• **The exercise**: Copy out each of the items below line for line without changing anything, and omit the pictures.

Dataset records:
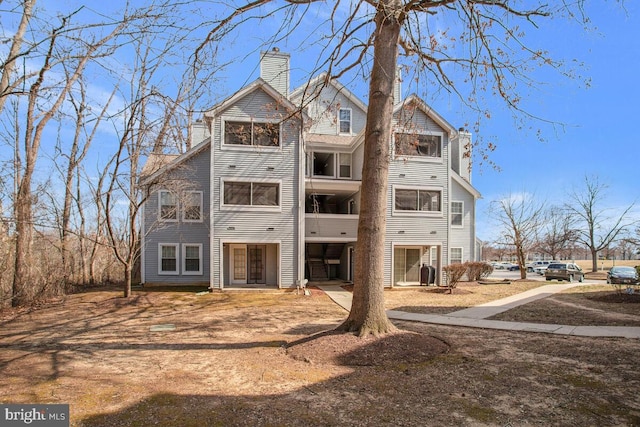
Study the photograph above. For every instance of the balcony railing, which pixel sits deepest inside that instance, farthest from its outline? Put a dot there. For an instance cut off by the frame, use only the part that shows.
(331, 227)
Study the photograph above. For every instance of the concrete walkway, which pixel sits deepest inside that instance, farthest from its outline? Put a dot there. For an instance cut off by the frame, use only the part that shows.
(476, 317)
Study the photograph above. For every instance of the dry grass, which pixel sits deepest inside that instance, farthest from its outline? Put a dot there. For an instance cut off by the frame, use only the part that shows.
(432, 300)
(590, 305)
(225, 364)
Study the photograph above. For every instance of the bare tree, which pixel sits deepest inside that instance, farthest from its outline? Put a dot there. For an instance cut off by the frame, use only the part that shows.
(369, 36)
(519, 217)
(148, 125)
(596, 227)
(37, 116)
(7, 84)
(558, 233)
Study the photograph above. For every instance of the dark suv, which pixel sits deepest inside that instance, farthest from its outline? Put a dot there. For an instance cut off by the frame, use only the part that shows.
(564, 271)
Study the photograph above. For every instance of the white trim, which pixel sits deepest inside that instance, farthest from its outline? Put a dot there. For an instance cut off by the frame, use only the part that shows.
(412, 158)
(177, 211)
(184, 211)
(350, 132)
(162, 272)
(452, 213)
(420, 213)
(251, 208)
(184, 259)
(251, 147)
(339, 164)
(451, 254)
(330, 239)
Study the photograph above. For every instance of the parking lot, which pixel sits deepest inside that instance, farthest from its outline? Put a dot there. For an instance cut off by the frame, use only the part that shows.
(514, 275)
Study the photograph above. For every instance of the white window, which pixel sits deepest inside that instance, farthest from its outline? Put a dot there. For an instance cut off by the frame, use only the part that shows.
(248, 133)
(456, 256)
(421, 200)
(192, 207)
(324, 164)
(167, 258)
(457, 214)
(191, 258)
(344, 121)
(167, 205)
(345, 165)
(418, 145)
(247, 193)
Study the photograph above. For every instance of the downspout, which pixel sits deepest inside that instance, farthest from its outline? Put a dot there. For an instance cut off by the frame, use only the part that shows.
(301, 194)
(212, 180)
(143, 244)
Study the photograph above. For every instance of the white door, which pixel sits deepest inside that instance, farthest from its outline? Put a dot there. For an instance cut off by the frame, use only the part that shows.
(238, 264)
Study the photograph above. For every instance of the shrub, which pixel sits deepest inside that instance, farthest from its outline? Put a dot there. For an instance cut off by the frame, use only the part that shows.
(454, 273)
(478, 270)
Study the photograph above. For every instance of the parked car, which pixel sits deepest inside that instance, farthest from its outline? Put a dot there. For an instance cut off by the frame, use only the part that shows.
(531, 267)
(541, 269)
(504, 265)
(564, 271)
(621, 275)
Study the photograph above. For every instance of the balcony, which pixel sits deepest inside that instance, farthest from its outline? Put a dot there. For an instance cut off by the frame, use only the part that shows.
(331, 227)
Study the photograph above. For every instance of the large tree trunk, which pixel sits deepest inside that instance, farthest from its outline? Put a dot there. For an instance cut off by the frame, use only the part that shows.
(22, 291)
(368, 315)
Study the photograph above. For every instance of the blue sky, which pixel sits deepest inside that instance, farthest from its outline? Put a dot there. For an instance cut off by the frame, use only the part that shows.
(594, 132)
(599, 138)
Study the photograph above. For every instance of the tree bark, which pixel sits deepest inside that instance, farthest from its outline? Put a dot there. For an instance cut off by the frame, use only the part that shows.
(368, 315)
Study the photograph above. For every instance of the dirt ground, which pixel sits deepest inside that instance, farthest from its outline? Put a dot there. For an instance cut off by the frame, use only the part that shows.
(185, 358)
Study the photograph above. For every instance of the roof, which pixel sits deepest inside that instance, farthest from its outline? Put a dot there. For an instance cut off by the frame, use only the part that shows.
(428, 110)
(259, 83)
(466, 185)
(159, 164)
(324, 80)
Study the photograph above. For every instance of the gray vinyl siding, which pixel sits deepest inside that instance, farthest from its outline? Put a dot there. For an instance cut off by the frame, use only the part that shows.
(418, 230)
(464, 237)
(192, 175)
(281, 165)
(325, 112)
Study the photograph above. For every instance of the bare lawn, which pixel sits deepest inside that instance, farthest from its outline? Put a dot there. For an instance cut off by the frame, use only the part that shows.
(183, 358)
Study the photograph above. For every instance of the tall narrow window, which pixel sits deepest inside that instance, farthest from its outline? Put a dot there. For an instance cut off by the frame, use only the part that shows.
(345, 165)
(192, 206)
(192, 258)
(168, 258)
(345, 120)
(168, 209)
(456, 214)
(456, 256)
(409, 144)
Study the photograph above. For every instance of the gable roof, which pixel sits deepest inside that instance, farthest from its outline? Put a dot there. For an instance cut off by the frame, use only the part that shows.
(159, 164)
(259, 83)
(323, 80)
(466, 185)
(428, 110)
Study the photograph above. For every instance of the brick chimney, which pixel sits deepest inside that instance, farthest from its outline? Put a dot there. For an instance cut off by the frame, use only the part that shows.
(274, 69)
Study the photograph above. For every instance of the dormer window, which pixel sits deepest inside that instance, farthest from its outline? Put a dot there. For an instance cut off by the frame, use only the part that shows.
(262, 134)
(344, 121)
(419, 145)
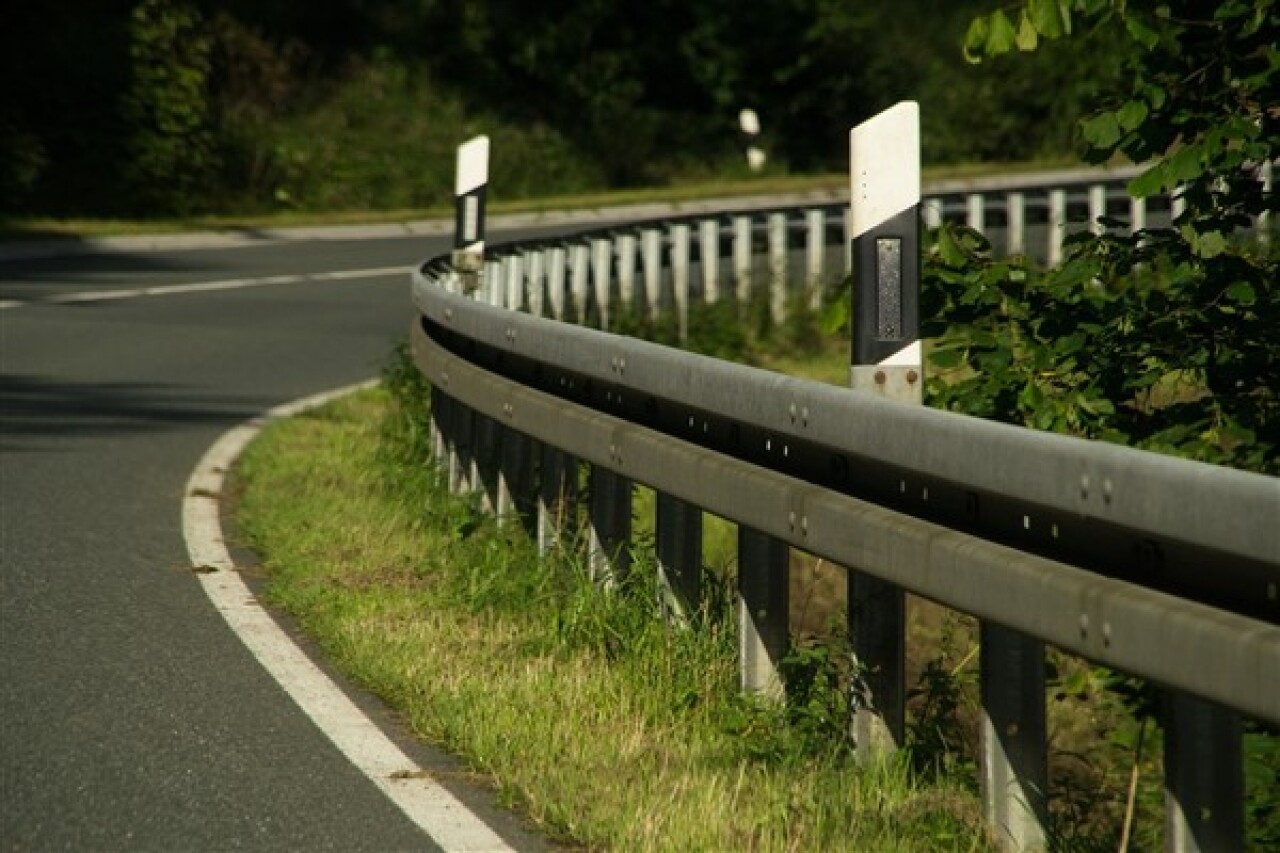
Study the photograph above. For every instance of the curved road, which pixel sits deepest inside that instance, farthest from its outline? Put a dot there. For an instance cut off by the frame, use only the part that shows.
(131, 717)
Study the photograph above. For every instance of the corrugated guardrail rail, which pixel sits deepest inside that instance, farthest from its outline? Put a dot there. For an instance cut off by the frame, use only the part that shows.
(1160, 568)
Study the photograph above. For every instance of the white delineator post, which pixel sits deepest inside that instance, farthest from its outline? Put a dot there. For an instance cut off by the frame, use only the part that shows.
(885, 208)
(470, 183)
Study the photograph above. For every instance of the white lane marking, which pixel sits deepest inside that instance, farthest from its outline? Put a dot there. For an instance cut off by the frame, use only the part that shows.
(205, 287)
(433, 808)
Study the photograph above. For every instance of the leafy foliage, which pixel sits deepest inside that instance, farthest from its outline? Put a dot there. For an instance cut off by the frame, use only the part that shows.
(1162, 338)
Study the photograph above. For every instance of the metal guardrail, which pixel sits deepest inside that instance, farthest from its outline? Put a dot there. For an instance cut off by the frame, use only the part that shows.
(1160, 568)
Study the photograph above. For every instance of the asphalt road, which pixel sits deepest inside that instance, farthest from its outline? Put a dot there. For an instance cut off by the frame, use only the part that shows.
(131, 717)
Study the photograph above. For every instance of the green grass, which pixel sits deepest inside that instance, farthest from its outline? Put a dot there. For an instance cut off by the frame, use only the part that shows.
(607, 728)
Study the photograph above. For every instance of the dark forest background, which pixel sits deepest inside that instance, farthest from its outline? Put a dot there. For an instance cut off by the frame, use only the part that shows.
(181, 106)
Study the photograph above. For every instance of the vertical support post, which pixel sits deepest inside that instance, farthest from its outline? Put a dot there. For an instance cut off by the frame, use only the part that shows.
(602, 264)
(816, 250)
(708, 249)
(1097, 208)
(484, 461)
(743, 259)
(493, 287)
(556, 269)
(885, 165)
(609, 525)
(680, 277)
(470, 185)
(778, 267)
(650, 249)
(1203, 776)
(1014, 763)
(763, 612)
(627, 272)
(536, 270)
(513, 267)
(1015, 229)
(1056, 226)
(679, 528)
(932, 209)
(557, 497)
(580, 278)
(976, 211)
(460, 447)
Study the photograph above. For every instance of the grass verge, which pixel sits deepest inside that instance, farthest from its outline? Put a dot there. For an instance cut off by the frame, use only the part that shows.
(585, 711)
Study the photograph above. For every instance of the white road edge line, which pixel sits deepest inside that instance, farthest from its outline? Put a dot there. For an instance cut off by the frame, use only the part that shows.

• **Result of the task**:
Study the photograph above. For every instance of the balcony railing, which pixel sits deepest inside that instance, farthest from its outline? Put a dot there. For an instance cut off by the frame, use only the part that shows.
(331, 227)
Study the photograph above. For every instance of the concrete walkway, which pixel sits deepest inside that instance, farthest from its outline? Put a dot there. For an instance cut off by the frame, use only the part that shows.
(476, 317)
Study the photograph above. For every instance of the dry grass, which pixel sits deepest inside that instance, farthest from its outline? Put a dot there. For an instance cut off by the frame, use only the part that shows.
(432, 300)
(590, 305)
(225, 364)
Study the photograph above. For every instance of the bare tree, which pixel sits deepest inside that instance, farthest from its outline? Put a dot there. For an instance cut off by the frame, use only the part that shows.
(369, 36)
(519, 217)
(148, 125)
(596, 227)
(37, 116)
(7, 84)
(558, 233)
Study the photograph above. For every instance of the dark suv, which pixel sits deepest inside that instance, farthest from its outline? Put a dot there. For an instance cut off by the frame, use only the part that shows.
(564, 271)
Study the photograph above. For every instance of the white trim, which pixel sits deepest inside that instance, farthest from its outline? Put a dot there. For an instance cut off by the frame, use only the part that shows.
(412, 158)
(177, 211)
(184, 211)
(350, 132)
(162, 272)
(452, 213)
(420, 213)
(251, 208)
(184, 259)
(251, 147)
(339, 164)
(451, 254)
(330, 239)
Study the photograph above. For every instance of the parking lot, which pixel sits deepest inside that instance, farthest from its outline? Put a dot there. For an instance cut off by the frame, use only the part that shows.
(514, 275)
Study the photograph above. For every instance of the white window, which pixel sits deepest inside that instance, farthest from its outline? Put a dot there. For an instance cut off by the frame, use only the part that shows.
(248, 133)
(456, 256)
(421, 200)
(192, 207)
(324, 164)
(167, 258)
(457, 214)
(191, 258)
(344, 121)
(167, 205)
(345, 165)
(418, 145)
(247, 193)
Study the photograph above. For every instance of the downspout, which pixel sits deepest inside that instance, farthest from its outline? Put a dot there. For an instance cut off by the frame, use only the part that shows.
(301, 194)
(212, 180)
(143, 244)
Study the photograph above. For every instance of the white door, which pixel sits deepest inside that instance, farthest from its outline? Put a dot there. For an instance cut off by the frame, use only the part that shows.
(238, 264)
Study the photograph above. For every instance of the shrub, which pixel sits deepest inside that instance, farthest from its outline? Put a dot there. For an instance cut off by the frame, use only the part that shows.
(454, 273)
(478, 270)
Study the photograph above. For every instance of the parked car, which pixel sits deepest inside that instance, farthest from its outline? Put a dot there. For an instance cut off by the frame, use only the part that shows.
(531, 267)
(541, 269)
(504, 265)
(564, 271)
(621, 275)
Study the photograph above. For every instance of the balcony, which pixel sits deepest inside that instance, farthest from its outline? Put a dot there. For an instance cut off by the frame, use only the part that shows.
(331, 227)
Study the photograph above. For every instance of the large tree trunk, which pixel sits deepest inside that instance, farthest from its outline? Put a dot there. For an instance cut off by the frame, use only the part that shows.
(22, 291)
(368, 315)
Study the photograph above. For every instance of the blue sky, which pixel sits deepest inside that instance, farthest from its outline? Put a dot there. For an instance cut off by the frame, use only the part that shows.
(594, 132)
(599, 138)
Study the photograph above. For every instance of the tree bark, which pixel sits deepest inside that instance, farthest from its outline? Put a dot there. For an instance cut off by the frame, use only the part that shows.
(368, 315)
Study the photograph above. For every instance of the dirt ground, which pixel sits deepest inside that instance, farthest from its outline? Put a dot there. For an instance cut off by the frame, use only the part that shows.
(185, 358)
Study the photograph above. For every instance of the roof, which pixel sits deepest inside that instance, farthest from its outline? Put a dot there. For an instance cut off by the frame, use only the part that shows.
(428, 110)
(259, 83)
(466, 185)
(159, 164)
(324, 80)
Study the photograph above. For every instance of the gray vinyl siding, which pixel sits deepest inside that instance, farthest from its outline? Put a dot there. For an instance cut off by the frame, use only the part that shows.
(418, 230)
(464, 237)
(192, 175)
(281, 165)
(325, 112)
Study the photograph above. For every instance of the bare lawn, which pixel sits deepest inside that instance, farthest from its outline? Put a dot there. For an instance cut off by the frame, use only the part that shows.
(183, 358)
Study the photograph above. For every instance of the tall narrow window, which pixel sits deepest inside that instance, farthest from its outline? Put a dot there. For an instance cut off by the frame, use only the part that shows.
(345, 165)
(192, 206)
(192, 258)
(168, 258)
(345, 120)
(168, 209)
(456, 214)
(456, 256)
(409, 144)
Study the photograph above. For every instance of the gable roof, which pixel sits deepest inside that instance, farthest from its outline? Put a dot there. For an instance cut off by the frame, use only the part that shows.
(159, 164)
(259, 83)
(323, 80)
(466, 185)
(428, 110)
Study the photograph above. For every instance of the brick chimney, which pixel sits deepest inside that instance, farthest from its outline? Put a dot there. For an instance cut off by the frame, use only the part that shows.
(274, 69)
Study the photograph above. For every instance of the dormer window, which pixel sits deepest inside that instance, farthest from its outline? Put a dot there. For an instance cut off by the frame, use only the part that shows.
(262, 134)
(344, 121)
(419, 145)
Study the photograph above. For every instance of the curved road, which pixel sits deepest inside that instance, farthest from its outline? Put a dot there. For an instance cut off by the frame, use only the part that shows.
(131, 717)
Study the photograph above. For every instance of the corrugated guardrail rail, which pixel sits deepest inside that instance, farthest from its outline? Put a dot there. For an instance cut off by the frame, use only the part that shows.
(1160, 568)
Study the photograph above. For every instance of the white delineator post, which pixel sits deepest inside that instance, farthest from its outline? Put a dot there. For an instance cut off by the frame, use only the part that shows.
(885, 208)
(470, 183)
Study the photograph above. For every instance of the white lane marking, which pixel sits deepest inside that instance, farthest from its outline? Put a dot there. For an instance cut off by the frame, use only the part that shows.
(205, 287)
(433, 808)
Study the photograph above. For every instance of the leafy foliage, which pixel sits deepest inside that instance, farthest from its outline? Put a dot there. For an instance cut off by the frame, use only the part that shows.
(1162, 338)
Study the photograph above. For every instance of the metal guardrail, which pixel sits deepest inside that instance, farthest from its outline? Put a dot there. For an instance cut off by the frame, use only the part that shows.
(1160, 568)
Study the photograph above. For every instance of the asphalt road, which pixel sits deepest inside that instance, farthest from its outline? Put a dot there. For an instance cut off by the frame, use only the part that shows.
(131, 717)
Study the photograph above. For every instance of the green grass, which pixel sits deepest inside that instance, farthest from its outline? Put a dot there. For an instance cut off by the frame, use only the part that shows.
(607, 728)
Study the photograph above. For every instance of the dark forest background, which pixel sits deepest inside that instance, farthest from its outline? Put a dot there. For an instance cut off by the frame, use only the part that shows.
(181, 106)
Study the photograph above. For every instance of the vertical support post, which pixel sits deepest inside that instance, farthest from its outline? Put a dot there. For an instance cut off by the frame, use only the part that shows.
(602, 264)
(816, 250)
(708, 249)
(1097, 208)
(484, 461)
(743, 259)
(493, 287)
(556, 269)
(885, 165)
(609, 525)
(680, 277)
(470, 185)
(778, 267)
(650, 249)
(1203, 776)
(1014, 763)
(763, 612)
(627, 272)
(536, 270)
(513, 267)
(1015, 229)
(1056, 226)
(679, 528)
(932, 209)
(557, 497)
(580, 278)
(976, 211)
(460, 447)
Study the photograph above. For every instance of the grass verge, which pixel sits deepest inside that instance, farthest from its outline? Put a dot there. For an instance cut off by the frame, use only the part that shows.
(585, 711)
Study the photograph above. For every instance of the white road edge line, which pixel sits deepest inside that instance, farthest from its outline? Put a dot there. For an instance cut off by the frame, use only the part that shows.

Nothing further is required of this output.